:: Passage provided ::
START
Music in India – devotional songs, Vaishnava prayers, Buddhist ritual music and healing songs from remote rural areas of India, recorded as part of a collaborative project between ethnomusicologist Rolf Killius, the Horniman Museum and the British Library, including:
•Monpa dung-khar conch shell duet in the Tawang monastery, Arunachal Pradesh (2001).
•Sora ancestor song with fiddle and flute in Tame Gorjang village, Orissa (2001).
•Cettia Vadyam – an ancient percussion music ensemble featuring the centa and thappe drums and the ilatalam cymbals in Edakkunny village, Kerala (2002).
•Sutuli stone flute played on a harvested rice field in the Upper Katoni village, Assam (2002).
George Kingsley Roth Fiji Collection – recorded in the 1950s during Roth’s stint in the Fijian Colonial Administrative Service, this collection includes the sounds of dance gongs, stamping tubes, nose flutes and songs from the islands of Fiji and Tonga, for example:
•A selection of songs to accompany three Tongan dances: the lakalaka, the tafi and the ma’ulu’ulu.
•Ceremonial chants that accompany the drinking of yangonna (the traditional drink of Fiji made from the powdered root of Piper methysticum) which once formed the backbone of Fijian society and culture and would have been drunk at every event.
•Songs from Rakiraki accompanied by stamping tubes and wooden gongs.
•Examples of wooden gong signals that are used to order the men to protect the village from attack, warn of fire, announce a prohibition on making noise in the village, or alert villagers that a body has been brought in for eating.
END
:: Data excerpt ::
START
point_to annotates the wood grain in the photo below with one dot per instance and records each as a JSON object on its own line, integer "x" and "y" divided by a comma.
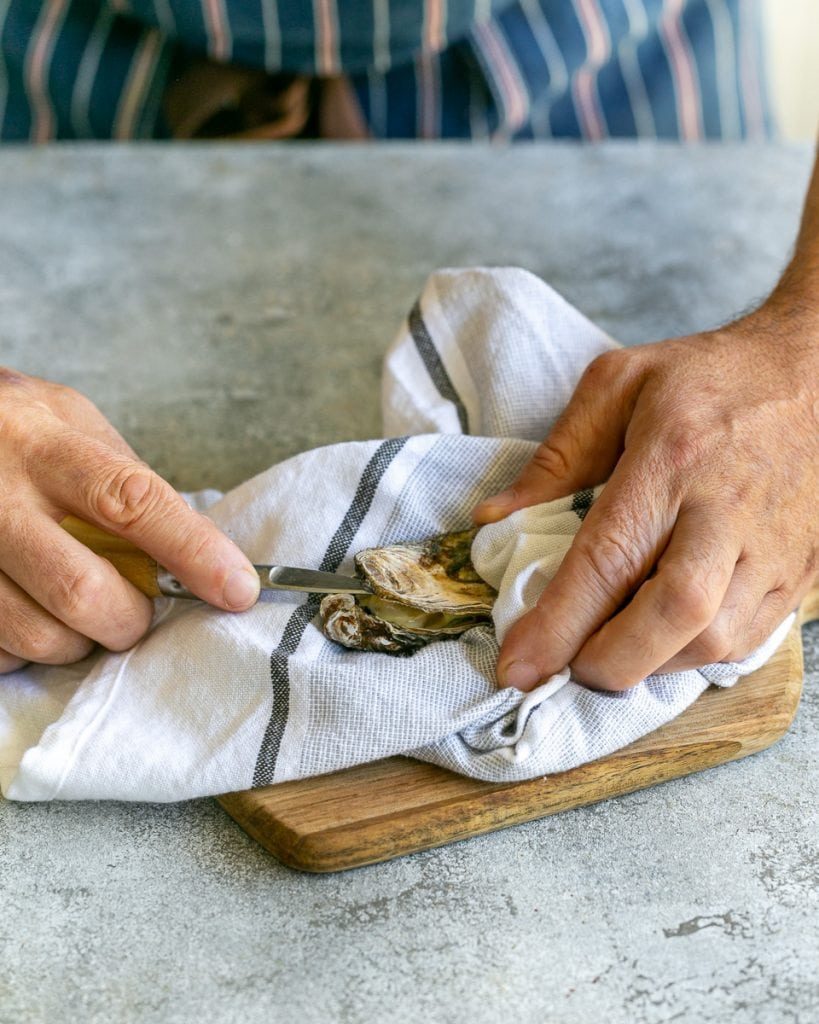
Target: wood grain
{"x": 396, "y": 806}
{"x": 126, "y": 558}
END
:: Exercise task ::
Write out the passage on field recordings word for word, from "Music in India" to "village, Kerala (2002).". Answer from the passage on field recordings alone and nothing else.

:: Exercise output ::
Music in India – devotional songs, Vaishnava prayers, Buddhist ritual music and healing songs from remote rural areas of India, recorded as part of a collaborative project between ethnomusicologist Rolf Killius, the Horniman Museum and the British Library, including:
•Monpa dung-khar conch shell duet in the Tawang monastery, Arunachal Pradesh (2001).
•Sora ancestor song with fiddle and flute in Tame Gorjang village, Orissa (2001).
•Cettia Vadyam – an ancient percussion music ensemble featuring the centa and thappe drums and the ilatalam cymbals in Edakkunny village, Kerala (2002).